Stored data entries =
##############################
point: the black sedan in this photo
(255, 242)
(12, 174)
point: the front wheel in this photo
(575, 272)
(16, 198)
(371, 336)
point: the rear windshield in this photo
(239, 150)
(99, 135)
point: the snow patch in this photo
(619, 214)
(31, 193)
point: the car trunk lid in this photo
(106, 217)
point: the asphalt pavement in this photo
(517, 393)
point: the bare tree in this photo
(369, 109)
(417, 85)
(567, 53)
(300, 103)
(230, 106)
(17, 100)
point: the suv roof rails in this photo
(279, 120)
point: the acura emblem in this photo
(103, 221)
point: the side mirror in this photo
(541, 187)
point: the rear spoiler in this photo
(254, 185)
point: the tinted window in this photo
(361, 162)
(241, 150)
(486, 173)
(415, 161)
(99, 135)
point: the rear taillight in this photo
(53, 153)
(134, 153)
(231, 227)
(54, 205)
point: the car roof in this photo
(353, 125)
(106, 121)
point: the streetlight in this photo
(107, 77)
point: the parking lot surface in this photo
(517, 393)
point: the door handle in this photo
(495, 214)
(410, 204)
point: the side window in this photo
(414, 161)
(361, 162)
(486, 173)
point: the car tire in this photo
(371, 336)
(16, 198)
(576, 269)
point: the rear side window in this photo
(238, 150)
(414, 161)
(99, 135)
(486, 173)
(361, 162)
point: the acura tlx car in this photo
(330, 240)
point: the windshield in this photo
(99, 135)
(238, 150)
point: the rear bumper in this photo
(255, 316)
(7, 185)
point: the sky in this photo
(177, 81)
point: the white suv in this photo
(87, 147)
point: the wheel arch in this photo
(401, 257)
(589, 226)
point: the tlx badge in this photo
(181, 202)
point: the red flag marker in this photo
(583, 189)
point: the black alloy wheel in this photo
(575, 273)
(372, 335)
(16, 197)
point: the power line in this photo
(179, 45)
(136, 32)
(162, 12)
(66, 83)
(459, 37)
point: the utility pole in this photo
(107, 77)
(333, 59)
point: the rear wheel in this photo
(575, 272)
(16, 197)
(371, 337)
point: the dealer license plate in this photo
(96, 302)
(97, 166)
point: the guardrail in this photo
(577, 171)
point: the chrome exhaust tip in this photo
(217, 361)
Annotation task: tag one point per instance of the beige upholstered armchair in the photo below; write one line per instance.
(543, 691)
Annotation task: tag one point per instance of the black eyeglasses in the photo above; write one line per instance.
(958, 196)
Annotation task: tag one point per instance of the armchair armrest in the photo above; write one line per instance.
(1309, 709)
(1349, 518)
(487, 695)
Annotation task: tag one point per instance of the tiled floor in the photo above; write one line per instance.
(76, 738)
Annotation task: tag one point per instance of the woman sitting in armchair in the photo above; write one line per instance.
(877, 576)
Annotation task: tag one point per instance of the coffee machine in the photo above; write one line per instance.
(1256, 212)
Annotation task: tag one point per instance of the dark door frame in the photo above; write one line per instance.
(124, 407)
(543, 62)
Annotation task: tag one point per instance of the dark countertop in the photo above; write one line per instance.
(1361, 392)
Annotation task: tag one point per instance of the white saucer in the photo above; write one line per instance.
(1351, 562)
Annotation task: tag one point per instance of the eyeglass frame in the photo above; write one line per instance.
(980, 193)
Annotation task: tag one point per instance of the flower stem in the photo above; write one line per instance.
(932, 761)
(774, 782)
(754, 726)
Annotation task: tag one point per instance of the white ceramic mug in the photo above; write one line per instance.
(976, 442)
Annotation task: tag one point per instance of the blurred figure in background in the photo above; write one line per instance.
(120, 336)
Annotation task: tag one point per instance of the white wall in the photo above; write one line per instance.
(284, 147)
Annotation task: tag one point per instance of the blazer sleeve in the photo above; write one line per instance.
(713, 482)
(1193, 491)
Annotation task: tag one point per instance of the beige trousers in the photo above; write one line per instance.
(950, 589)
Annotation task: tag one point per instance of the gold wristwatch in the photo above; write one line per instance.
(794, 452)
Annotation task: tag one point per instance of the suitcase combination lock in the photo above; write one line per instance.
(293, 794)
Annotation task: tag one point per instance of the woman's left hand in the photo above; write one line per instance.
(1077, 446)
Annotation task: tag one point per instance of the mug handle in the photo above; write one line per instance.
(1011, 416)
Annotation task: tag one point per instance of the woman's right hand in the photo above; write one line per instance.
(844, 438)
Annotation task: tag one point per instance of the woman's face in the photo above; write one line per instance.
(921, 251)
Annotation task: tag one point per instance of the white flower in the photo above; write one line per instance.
##############################
Goal of the exercise = Copy exactly the line that contains "Annotation task: tag one point per instance of the gold" and every line after it through the end of the entries, with nothing added.

Exercise result =
Annotation task: tag one point per instance of the gold wristwatch in the photo above; write one line per instance.
(794, 452)
Annotation task: tag one point per instance of the suitcase combination lock in the photo above; write one line per instance.
(293, 794)
Annotation task: tag one point per instance of the woman's left hand in the photo above; write one line per instance.
(1077, 446)
Annotation task: tag one point per instance of the mug handle in the photo above; write one line per instance.
(1011, 416)
Annotation task: tag one point per instance of the woman's right hand in the photo above; write one line per instance.
(844, 438)
Annotation task: tag one point per instance of the woman's face in the photo above; write one line per instance.
(921, 251)
Annotation task: tag one point per instance of the white flower in the photo above; write one line per instance.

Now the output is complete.